### Problem
Please write out exactly the lines of the data below from the line holding "Box every small bottle you see." through the line holding "Box every sink basin you see.", and leave out the rest.

### Exercise inputs
-- Opening Marker --
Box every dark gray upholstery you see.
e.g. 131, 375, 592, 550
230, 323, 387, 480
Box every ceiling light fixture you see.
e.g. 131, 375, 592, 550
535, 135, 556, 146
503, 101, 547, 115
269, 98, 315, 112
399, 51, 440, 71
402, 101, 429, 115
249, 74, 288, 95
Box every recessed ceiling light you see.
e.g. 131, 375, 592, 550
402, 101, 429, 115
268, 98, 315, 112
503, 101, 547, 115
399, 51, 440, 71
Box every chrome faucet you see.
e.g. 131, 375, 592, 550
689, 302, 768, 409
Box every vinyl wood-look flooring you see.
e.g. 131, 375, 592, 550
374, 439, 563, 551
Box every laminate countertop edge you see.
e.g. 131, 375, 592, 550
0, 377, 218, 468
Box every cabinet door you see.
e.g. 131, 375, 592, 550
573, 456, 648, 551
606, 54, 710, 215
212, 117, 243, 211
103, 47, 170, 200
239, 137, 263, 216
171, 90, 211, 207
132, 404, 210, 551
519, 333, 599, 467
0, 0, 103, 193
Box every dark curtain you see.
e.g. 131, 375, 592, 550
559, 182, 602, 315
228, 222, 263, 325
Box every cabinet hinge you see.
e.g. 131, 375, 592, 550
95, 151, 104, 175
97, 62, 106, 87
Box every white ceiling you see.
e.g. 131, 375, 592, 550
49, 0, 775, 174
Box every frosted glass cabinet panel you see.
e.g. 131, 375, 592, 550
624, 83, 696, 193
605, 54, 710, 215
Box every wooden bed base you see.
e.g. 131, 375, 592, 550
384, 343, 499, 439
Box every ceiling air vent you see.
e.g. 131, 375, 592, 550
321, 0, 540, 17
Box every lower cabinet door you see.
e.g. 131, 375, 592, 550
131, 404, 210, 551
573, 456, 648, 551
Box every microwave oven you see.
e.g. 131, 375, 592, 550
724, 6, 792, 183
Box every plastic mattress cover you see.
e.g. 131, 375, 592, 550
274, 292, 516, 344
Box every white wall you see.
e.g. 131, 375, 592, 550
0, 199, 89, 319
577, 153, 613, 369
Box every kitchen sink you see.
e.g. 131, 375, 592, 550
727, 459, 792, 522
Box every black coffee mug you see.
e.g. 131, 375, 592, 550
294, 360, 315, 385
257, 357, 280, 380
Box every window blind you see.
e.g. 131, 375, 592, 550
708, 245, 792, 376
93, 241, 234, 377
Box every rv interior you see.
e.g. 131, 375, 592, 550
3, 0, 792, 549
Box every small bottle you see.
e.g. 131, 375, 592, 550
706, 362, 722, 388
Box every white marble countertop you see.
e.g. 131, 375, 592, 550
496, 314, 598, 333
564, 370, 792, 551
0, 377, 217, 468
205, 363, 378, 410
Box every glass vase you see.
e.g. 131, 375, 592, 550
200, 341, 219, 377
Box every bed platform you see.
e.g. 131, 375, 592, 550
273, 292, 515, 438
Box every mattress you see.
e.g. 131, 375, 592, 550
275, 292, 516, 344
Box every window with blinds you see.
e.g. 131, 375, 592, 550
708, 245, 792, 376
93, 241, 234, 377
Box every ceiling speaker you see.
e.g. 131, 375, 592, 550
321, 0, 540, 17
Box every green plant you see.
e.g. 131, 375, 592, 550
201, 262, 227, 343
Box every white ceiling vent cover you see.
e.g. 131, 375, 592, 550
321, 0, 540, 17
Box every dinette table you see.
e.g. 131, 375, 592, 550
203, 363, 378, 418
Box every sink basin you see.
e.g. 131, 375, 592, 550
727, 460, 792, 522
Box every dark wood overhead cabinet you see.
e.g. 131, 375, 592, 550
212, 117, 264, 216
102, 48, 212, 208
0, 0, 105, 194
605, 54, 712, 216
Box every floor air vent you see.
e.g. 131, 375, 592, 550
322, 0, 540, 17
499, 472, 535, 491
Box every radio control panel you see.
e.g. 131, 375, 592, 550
-- Closing Marker --
### Answer to this task
Box every small bottle you see.
e.g. 131, 375, 592, 550
706, 362, 722, 388
Box every white marble countertop you see.
e.g. 131, 375, 592, 550
496, 314, 598, 333
564, 370, 792, 551
0, 377, 217, 468
205, 363, 378, 410
Box every glass vase you see.
e.g. 131, 375, 592, 550
200, 341, 219, 377
Box every bed platform you see.
e.g. 131, 375, 592, 550
273, 292, 515, 438
Box every mattress you see.
e.g. 131, 375, 592, 550
275, 292, 516, 344
Box every window with blinds you see.
e.g. 131, 375, 592, 550
708, 245, 792, 376
93, 241, 234, 377
Box every ceiling speaker you see.
e.g. 131, 375, 592, 550
321, 0, 540, 17
Box every green plant you see.
e.g. 131, 375, 592, 550
201, 262, 227, 343
Box every white ceiling vent cover you see.
e.g. 131, 375, 592, 550
321, 0, 540, 17
Box every dinette table you see.
e.g. 131, 375, 592, 550
203, 363, 378, 418
Box every sink basin you see.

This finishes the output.